INFORMATION ->
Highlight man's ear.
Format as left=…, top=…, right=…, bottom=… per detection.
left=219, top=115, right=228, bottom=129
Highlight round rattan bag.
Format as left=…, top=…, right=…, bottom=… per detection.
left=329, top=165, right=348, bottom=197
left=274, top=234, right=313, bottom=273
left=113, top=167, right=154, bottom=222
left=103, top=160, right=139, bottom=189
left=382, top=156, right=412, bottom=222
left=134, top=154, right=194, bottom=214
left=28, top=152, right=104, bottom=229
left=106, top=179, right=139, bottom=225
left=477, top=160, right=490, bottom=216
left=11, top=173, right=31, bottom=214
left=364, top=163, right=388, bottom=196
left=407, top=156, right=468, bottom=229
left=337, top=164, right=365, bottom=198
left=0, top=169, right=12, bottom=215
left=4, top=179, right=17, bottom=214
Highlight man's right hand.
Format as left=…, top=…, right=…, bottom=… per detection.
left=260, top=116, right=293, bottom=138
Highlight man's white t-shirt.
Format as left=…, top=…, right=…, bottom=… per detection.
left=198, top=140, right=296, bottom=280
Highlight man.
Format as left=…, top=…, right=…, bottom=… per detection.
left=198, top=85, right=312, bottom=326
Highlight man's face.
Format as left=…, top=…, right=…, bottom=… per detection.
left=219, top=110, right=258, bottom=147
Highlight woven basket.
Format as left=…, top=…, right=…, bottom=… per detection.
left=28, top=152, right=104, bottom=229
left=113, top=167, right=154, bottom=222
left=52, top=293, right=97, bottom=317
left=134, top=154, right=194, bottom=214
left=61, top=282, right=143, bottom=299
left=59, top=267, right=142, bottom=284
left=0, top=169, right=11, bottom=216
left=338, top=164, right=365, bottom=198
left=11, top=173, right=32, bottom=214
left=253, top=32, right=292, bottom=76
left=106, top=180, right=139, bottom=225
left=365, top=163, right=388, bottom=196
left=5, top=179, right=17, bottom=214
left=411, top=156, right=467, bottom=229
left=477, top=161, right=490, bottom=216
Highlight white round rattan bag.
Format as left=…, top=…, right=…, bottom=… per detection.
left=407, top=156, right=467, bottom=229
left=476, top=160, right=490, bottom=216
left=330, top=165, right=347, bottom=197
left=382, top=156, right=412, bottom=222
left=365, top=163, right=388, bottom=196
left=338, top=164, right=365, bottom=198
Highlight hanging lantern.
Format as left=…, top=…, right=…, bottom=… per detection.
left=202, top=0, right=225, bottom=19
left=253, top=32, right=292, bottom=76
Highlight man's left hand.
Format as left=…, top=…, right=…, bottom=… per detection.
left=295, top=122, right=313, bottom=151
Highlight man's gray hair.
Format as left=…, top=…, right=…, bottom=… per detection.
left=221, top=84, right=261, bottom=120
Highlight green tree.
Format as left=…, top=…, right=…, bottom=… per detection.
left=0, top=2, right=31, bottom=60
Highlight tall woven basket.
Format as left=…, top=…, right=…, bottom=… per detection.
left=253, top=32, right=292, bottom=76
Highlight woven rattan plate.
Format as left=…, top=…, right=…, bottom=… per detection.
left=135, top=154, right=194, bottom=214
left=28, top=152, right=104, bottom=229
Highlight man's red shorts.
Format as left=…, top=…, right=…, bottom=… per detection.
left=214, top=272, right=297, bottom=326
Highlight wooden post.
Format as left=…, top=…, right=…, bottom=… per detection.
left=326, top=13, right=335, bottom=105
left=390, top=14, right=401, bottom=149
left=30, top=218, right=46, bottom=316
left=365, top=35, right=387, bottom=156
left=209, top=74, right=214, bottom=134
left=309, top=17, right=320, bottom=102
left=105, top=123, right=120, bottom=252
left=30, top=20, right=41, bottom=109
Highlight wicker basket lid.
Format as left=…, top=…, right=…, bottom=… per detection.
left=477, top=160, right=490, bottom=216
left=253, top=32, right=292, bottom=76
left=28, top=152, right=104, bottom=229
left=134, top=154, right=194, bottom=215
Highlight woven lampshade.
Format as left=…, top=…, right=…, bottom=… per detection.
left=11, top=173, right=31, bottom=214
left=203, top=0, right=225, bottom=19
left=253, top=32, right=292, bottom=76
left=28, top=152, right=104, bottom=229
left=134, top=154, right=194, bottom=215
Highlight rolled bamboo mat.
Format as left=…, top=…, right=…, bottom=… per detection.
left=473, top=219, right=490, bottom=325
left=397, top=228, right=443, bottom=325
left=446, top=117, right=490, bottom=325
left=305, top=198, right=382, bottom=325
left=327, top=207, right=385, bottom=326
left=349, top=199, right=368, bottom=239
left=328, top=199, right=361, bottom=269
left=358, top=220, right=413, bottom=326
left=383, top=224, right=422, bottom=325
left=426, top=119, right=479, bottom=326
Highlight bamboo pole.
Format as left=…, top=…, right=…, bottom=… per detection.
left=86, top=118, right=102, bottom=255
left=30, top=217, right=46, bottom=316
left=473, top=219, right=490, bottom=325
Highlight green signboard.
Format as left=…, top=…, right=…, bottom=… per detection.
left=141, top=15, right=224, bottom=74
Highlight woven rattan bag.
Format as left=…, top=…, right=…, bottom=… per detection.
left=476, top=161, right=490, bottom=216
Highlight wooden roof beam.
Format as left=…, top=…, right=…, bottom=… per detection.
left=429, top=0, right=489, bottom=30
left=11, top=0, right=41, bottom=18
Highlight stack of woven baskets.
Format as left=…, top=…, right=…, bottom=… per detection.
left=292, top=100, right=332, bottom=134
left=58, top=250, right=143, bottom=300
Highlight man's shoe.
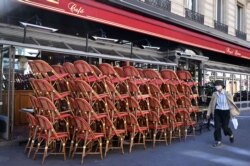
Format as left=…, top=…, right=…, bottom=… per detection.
left=229, top=135, right=234, bottom=143
left=212, top=141, right=222, bottom=147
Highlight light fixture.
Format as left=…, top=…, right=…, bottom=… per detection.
left=91, top=36, right=119, bottom=42
left=19, top=22, right=58, bottom=32
left=20, top=21, right=58, bottom=43
left=141, top=45, right=160, bottom=50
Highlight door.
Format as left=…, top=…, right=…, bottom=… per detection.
left=0, top=46, right=15, bottom=140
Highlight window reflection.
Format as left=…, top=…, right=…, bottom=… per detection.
left=203, top=70, right=250, bottom=103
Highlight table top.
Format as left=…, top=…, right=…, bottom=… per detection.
left=198, top=106, right=208, bottom=112
left=19, top=108, right=34, bottom=113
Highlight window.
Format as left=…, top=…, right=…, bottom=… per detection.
left=186, top=0, right=197, bottom=11
left=216, top=0, right=224, bottom=23
left=236, top=3, right=244, bottom=31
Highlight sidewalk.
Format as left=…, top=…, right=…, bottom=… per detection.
left=1, top=111, right=250, bottom=166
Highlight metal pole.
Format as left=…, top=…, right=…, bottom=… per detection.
left=23, top=26, right=27, bottom=43
left=130, top=42, right=133, bottom=58
left=7, top=46, right=15, bottom=140
left=85, top=33, right=89, bottom=52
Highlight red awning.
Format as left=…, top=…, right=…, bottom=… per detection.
left=17, top=0, right=250, bottom=59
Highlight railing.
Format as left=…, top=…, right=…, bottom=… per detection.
left=235, top=29, right=247, bottom=40
left=139, top=0, right=171, bottom=12
left=214, top=20, right=228, bottom=33
left=185, top=8, right=204, bottom=24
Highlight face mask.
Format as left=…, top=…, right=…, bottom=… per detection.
left=215, top=85, right=223, bottom=91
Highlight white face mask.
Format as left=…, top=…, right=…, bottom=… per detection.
left=215, top=85, right=223, bottom=91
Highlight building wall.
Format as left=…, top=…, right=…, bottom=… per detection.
left=169, top=0, right=250, bottom=41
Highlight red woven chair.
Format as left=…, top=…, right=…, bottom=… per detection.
left=123, top=66, right=149, bottom=94
left=105, top=80, right=129, bottom=101
left=35, top=79, right=72, bottom=112
left=75, top=80, right=109, bottom=113
left=99, top=63, right=129, bottom=93
left=52, top=64, right=67, bottom=75
left=74, top=98, right=107, bottom=132
left=126, top=113, right=148, bottom=152
left=176, top=70, right=198, bottom=87
left=177, top=96, right=198, bottom=121
left=36, top=97, right=71, bottom=131
left=177, top=83, right=199, bottom=105
left=33, top=115, right=69, bottom=164
left=123, top=66, right=147, bottom=85
left=32, top=60, right=69, bottom=91
left=160, top=69, right=182, bottom=86
left=166, top=82, right=184, bottom=100
left=127, top=97, right=150, bottom=128
left=137, top=68, right=146, bottom=79
left=148, top=111, right=170, bottom=148
left=63, top=62, right=79, bottom=78
left=148, top=83, right=170, bottom=100
left=29, top=61, right=42, bottom=79
left=74, top=60, right=106, bottom=85
left=24, top=113, right=39, bottom=158
left=104, top=117, right=126, bottom=157
left=29, top=95, right=42, bottom=114
left=71, top=116, right=105, bottom=164
left=29, top=78, right=41, bottom=96
left=91, top=64, right=103, bottom=76
left=114, top=66, right=125, bottom=78
left=143, top=69, right=169, bottom=86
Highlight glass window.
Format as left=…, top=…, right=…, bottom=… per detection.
left=236, top=3, right=244, bottom=31
left=216, top=0, right=224, bottom=23
left=186, top=0, right=197, bottom=11
left=241, top=75, right=248, bottom=101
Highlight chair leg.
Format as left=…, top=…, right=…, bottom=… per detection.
left=69, top=140, right=74, bottom=158
left=184, top=128, right=187, bottom=141
left=169, top=130, right=172, bottom=145
left=42, top=142, right=48, bottom=165
left=164, top=131, right=168, bottom=146
left=153, top=133, right=156, bottom=148
left=99, top=139, right=103, bottom=160
left=62, top=141, right=66, bottom=161
left=178, top=129, right=181, bottom=141
left=24, top=136, right=31, bottom=153
left=105, top=139, right=110, bottom=158
left=33, top=141, right=41, bottom=160
left=143, top=133, right=146, bottom=150
left=28, top=139, right=35, bottom=158
left=72, top=142, right=79, bottom=159
left=129, top=136, right=134, bottom=153
left=120, top=136, right=124, bottom=154
left=81, top=144, right=86, bottom=164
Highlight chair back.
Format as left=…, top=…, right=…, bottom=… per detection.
left=176, top=70, right=192, bottom=80
left=99, top=63, right=117, bottom=76
left=114, top=67, right=125, bottom=77
left=123, top=66, right=141, bottom=78
left=160, top=69, right=178, bottom=80
left=74, top=60, right=95, bottom=77
left=63, top=62, right=78, bottom=77
left=52, top=65, right=67, bottom=74
left=91, top=65, right=103, bottom=76
left=30, top=95, right=42, bottom=113
left=26, top=112, right=38, bottom=128
left=143, top=69, right=161, bottom=80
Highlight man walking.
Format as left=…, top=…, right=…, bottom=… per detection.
left=207, top=80, right=240, bottom=147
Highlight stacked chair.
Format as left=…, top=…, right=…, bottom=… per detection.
left=25, top=60, right=199, bottom=164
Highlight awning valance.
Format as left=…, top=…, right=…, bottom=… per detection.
left=16, top=0, right=250, bottom=59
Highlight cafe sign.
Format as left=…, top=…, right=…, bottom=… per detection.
left=18, top=0, right=85, bottom=16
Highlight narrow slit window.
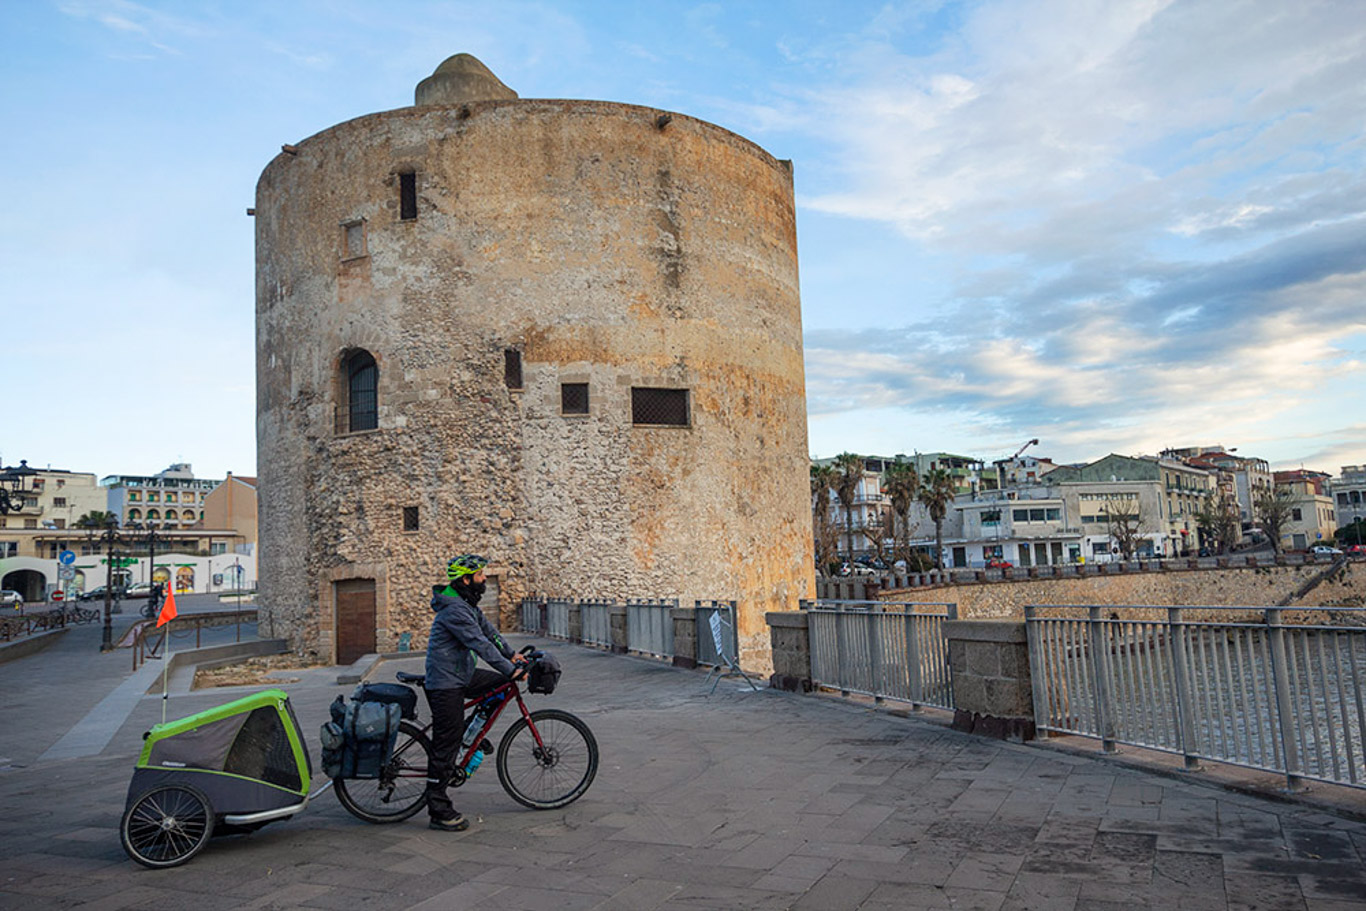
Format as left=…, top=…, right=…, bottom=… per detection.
left=402, top=506, right=419, bottom=532
left=504, top=349, right=523, bottom=390
left=399, top=172, right=417, bottom=220
left=561, top=383, right=589, bottom=415
left=631, top=387, right=689, bottom=426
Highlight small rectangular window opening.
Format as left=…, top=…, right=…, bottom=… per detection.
left=631, top=387, right=689, bottom=426
left=399, top=172, right=417, bottom=220
left=561, top=383, right=589, bottom=415
left=504, top=349, right=523, bottom=390
left=343, top=220, right=366, bottom=258
left=402, top=506, right=420, bottom=532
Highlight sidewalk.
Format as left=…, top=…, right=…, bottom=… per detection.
left=0, top=633, right=1364, bottom=910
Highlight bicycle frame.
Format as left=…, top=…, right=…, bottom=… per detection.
left=452, top=679, right=537, bottom=770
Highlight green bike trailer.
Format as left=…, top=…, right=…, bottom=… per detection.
left=120, top=688, right=314, bottom=868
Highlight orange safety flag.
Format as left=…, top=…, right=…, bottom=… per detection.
left=156, top=585, right=178, bottom=628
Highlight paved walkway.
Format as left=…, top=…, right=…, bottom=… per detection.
left=1, top=623, right=1365, bottom=910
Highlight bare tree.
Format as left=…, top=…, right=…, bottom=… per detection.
left=1255, top=486, right=1296, bottom=554
left=860, top=508, right=896, bottom=565
left=1194, top=489, right=1240, bottom=554
left=1103, top=496, right=1146, bottom=560
left=831, top=453, right=865, bottom=560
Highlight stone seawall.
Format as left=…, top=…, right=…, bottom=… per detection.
left=880, top=561, right=1364, bottom=618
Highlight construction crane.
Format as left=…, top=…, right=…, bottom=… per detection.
left=1011, top=439, right=1040, bottom=460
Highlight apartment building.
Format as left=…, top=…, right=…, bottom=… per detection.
left=1331, top=465, right=1366, bottom=532
left=1274, top=469, right=1337, bottom=551
left=102, top=463, right=220, bottom=529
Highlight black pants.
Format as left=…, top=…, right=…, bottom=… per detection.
left=424, top=669, right=506, bottom=819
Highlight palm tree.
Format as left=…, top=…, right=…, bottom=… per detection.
left=918, top=467, right=956, bottom=570
left=75, top=510, right=118, bottom=529
left=881, top=458, right=919, bottom=567
left=831, top=453, right=865, bottom=560
left=810, top=463, right=839, bottom=574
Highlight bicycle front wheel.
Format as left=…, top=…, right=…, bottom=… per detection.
left=496, top=709, right=598, bottom=810
left=334, top=721, right=432, bottom=823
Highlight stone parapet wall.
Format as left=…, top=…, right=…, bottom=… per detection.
left=880, top=562, right=1363, bottom=619
left=766, top=610, right=812, bottom=692
left=943, top=620, right=1035, bottom=742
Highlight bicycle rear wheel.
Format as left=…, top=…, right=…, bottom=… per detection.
left=496, top=709, right=598, bottom=810
left=334, top=721, right=432, bottom=823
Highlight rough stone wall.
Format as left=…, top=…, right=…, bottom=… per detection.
left=257, top=99, right=814, bottom=664
left=880, top=562, right=1365, bottom=619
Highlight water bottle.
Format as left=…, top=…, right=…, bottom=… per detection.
left=465, top=748, right=485, bottom=777
left=461, top=710, right=486, bottom=747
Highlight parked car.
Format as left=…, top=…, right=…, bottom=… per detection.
left=1, top=590, right=23, bottom=608
left=124, top=583, right=154, bottom=599
left=1311, top=545, right=1344, bottom=556
left=985, top=559, right=1013, bottom=569
left=1346, top=545, right=1366, bottom=555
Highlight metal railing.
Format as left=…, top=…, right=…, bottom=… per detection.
left=129, top=609, right=259, bottom=671
left=545, top=598, right=573, bottom=640
left=1026, top=605, right=1366, bottom=790
left=695, top=600, right=738, bottom=668
left=580, top=600, right=614, bottom=649
left=627, top=598, right=676, bottom=659
left=803, top=600, right=957, bottom=710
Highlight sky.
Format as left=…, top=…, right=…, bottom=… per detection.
left=2, top=0, right=1363, bottom=482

WORK ORDER ->
What you give back should be exactly the lines from the one with "Highlight parked car." through the final line of the listing, and no others.

EXERCISE SOLUTION ->
Highlight parked car.
Format as left=…, top=…, right=…, bottom=… per detection.
left=1, top=590, right=23, bottom=608
left=124, top=583, right=154, bottom=599
left=1311, top=545, right=1344, bottom=556
left=985, top=559, right=1013, bottom=569
left=1346, top=545, right=1366, bottom=555
Highlight metal railing.
Format as left=…, top=…, right=…, bottom=… per detection.
left=129, top=609, right=259, bottom=671
left=545, top=598, right=573, bottom=640
left=1026, top=605, right=1366, bottom=790
left=695, top=600, right=738, bottom=668
left=580, top=600, right=614, bottom=649
left=627, top=598, right=676, bottom=659
left=803, top=600, right=957, bottom=710
Highlight sky.
Format as left=…, top=…, right=…, bottom=… per detection.
left=2, top=0, right=1363, bottom=482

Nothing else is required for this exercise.